本文为“规划师笔记”精选文章 本文转载自《近代史研究》2023年第4期、丁俊杰看城市
本文为“规划师笔记”精选文章
本文转载自《近代史研究》2023年第4期、丁俊杰看城市
19世纪后期以来,在东南亚和中国东南沿海许多城市,骑楼建筑对城市形态和景观的塑造产生了深远的影响。随着城市的发展和演变,骑楼建筑虽多次被整修和叠加新的元素,但时至今日仍保留原有的基本形态,并发挥着重要的作用。骑楼是城市道路的重要组成部分,既影响了城市在平面上的空间形态,也形塑了城市立体的空间景观。城市中骑楼街区的形成,离不开近代以来城市现代化进程中市政改革和城市规划的实施,其建造过程也涉及城市各方势力的博弈,折射出中国城市在近代转型中的复杂面相。
骑楼受到不同学科学者的关注。建筑学和城市规划领域的学者大多从骑楼的发展及演化脉络、建筑文化及效应、空间特征及功能、骑楼制度及其推广,以及具有现实意义的保护利用、整饬和再生等方面进行探讨。作为一种地域性建筑,骑楼在地理空间发展的时空过程和动力机制以及由此形成的地理文化景观,同样受到地理学者的关注。近年来,也有历史学者将骑楼的发展置于特定的时空脉络中,探讨骑楼的规章及其实践过程。
民国时期,汕头在实施城市规划时,形成了令人瞩目的骑楼街区。目前有关近代汕头的城市规划、城市建设及其发展动因、空间形态的演变进程等方面的研究成果,呈现了城市规划在汕头城市空间演变中的指导意义,亦揭示了骑楼街区建设过程中来自官方和民间的双重动力。骑楼建筑上接城市“天际线”,下连城市“下垫面”,其修造、确权及后续变迁,与城市社会的各个方面都有所涉及,骑楼所具有的特殊属性及其与近代城市规划和建设之间的关系,乃至由此衍生的城市规划实施机制,值得深入探究。鉴于此,本文在以往研究的基础上,以骑楼及其与道路的关系为切入点,探讨民国时期汕头的城市规划实践,并以此讨论近代以来城市发展及现代化所遇到的普遍性问题。
+ + + + + + +
任务要求 1: 根据这段关于汕头骑楼的文本节选,判断下列三项说法是否与原文相符:(a)骑楼建筑经多次整修后已不再保留原有的基本形态;(b)骑楼同样受到地理学者的关注;(c)民国时期,汕头在实施城市规划时形成了骑楼街区。每项回答“是”或“否”,并一字不差地引用原文中起决定作用的语句。
任务要求 2: 请照录文本节选中介于“民国时期,汕头在实施城市规划”与“及现代化所遇到的普遍性问题。”之间的文字,首尾两处均包括在内。

所给材料:
+ + + + + + +
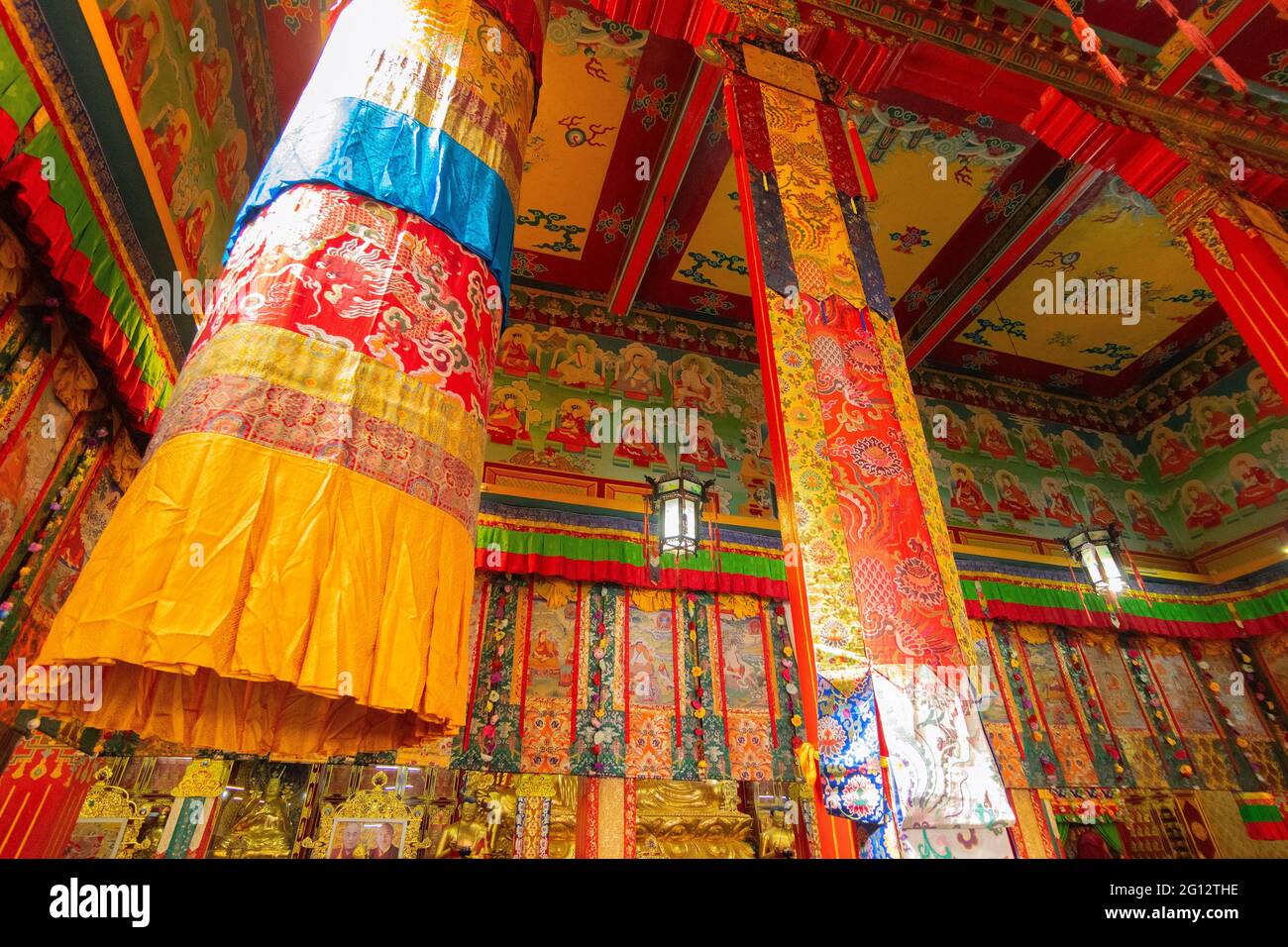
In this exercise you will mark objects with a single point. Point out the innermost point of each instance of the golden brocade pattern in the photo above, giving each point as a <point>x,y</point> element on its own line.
<point>833,608</point>
<point>923,474</point>
<point>333,405</point>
+ + + + + + +
参考答案 1:
(a)否。“但时至今日仍保留原有的基本形态”
(b)是。“同样受到地理学者的关注”
(c)是。“民国时期,汕头在实施城市规划时,形成了令人瞩目的骑楼街区”

参考答案 2:
民国时期,汕头在实施城市规划时,形成了令人瞩目的骑楼街区。目前有关近代汕头的城市规划、城市建设及其发展动因、空间形态的演变进程等方面的研究成果,呈现了城市规划在汕头城市空间演变中的指导意义,亦揭示了骑楼街区建设过程中来自官方和民间的双重动力。骑楼建筑上接城市“天际线”,下连城市“下垫面”,其修造、确权及后续变迁,与城市社会的各个方面都有所涉及,骑楼所具有的特殊属性及其与近代城市规划和建设之间的关系,乃至由此衍生的城市规划实施机制,值得深入探究。鉴于此,本文在以往研究的基础上,以骑楼及其与道路的关系为切入点,探讨民国时期汕头的城市规划实践,并以此讨论近代以来城市发展及现代化所遇到的普遍性问题。